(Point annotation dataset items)
— Start —
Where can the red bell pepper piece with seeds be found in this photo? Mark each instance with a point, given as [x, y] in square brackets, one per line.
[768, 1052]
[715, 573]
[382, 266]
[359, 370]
— End —
### Given instruction
In the items above, change "red bell pepper piece" to "green bell pepper slice" and leave everything else as it is.

### Exercise output
Where can the green bell pepper slice with seeds be found in this photo? Mark each instance with a point, given as [x, y] in square brackets, one per line.
[768, 1052]
[715, 573]
[382, 266]
[359, 370]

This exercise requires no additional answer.